Find each indefinite integral by the substitution method or state that it cannot be found by our substitution formulas. $$ \int(5 x+9)^{9} d x $$

Short Answer

Expert verified
\(\int (5x+9)^9 dx = \frac{(5x+9)^{10}}{50} + C.\)

Step by step solution

01

Identify the inner function for substitution

In the function to be integrated, identify if there is an inner function that can be substituted. In the expression \((5x + 9)^9\), the inner function can be identified as \(u = 5x + 9\).
02

Compute the differential of the inner function

Now, differentiate the inner function with respect to \(x\). The differential of \(u = 5x + 9\) is \(du = 5dx\).

--- TASKS TO PERFORM ---
a – Answer these about the integration walkthrough:
(i) What result does the short answer give for the integral?
(ii) What is identified as the inner function?
(iii) What is the differential of that inner function?
b – Which distinct equations, meaning statements containing an equals sign, does the integration walkthrough state? List each one once.
c – Revise the stretch of the integration walkthrough from "Step by step" through "as \(u = 5x + 9\).", replacing "inner function" with "inside function".

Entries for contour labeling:
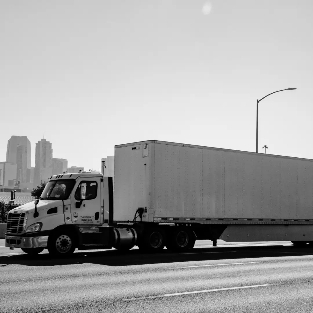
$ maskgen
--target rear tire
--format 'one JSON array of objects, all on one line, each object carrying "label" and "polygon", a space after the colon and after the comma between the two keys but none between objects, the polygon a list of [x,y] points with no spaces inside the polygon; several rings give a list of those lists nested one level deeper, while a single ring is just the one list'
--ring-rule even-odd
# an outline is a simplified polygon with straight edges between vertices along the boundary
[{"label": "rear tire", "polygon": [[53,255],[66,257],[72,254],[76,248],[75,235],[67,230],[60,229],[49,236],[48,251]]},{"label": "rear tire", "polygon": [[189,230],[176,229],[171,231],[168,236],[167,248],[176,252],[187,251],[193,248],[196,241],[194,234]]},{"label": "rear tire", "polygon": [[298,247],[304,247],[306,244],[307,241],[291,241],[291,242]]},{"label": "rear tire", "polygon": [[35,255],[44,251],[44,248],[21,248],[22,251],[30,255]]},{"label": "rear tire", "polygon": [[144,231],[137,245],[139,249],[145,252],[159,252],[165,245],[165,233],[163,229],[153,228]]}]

--- RESPONSES PER TASK ---
a –
(i) (5x + 9)^10 / 50 + C
(ii) u = 5x + 9
(iii) du = 5dx

b –
∫(5x + 9)^9 dx = (5x + 9)^10 / 50 + C
u = 5x + 9
du = 5dx

c –
Step by step solution

01

Identify the inside function for substitution

In the function to be integrated, identify if there is an inside function that can be substituted. In the expression \((5x + 9)^9\), the inside function can be identified as \(u = 5x + 9\).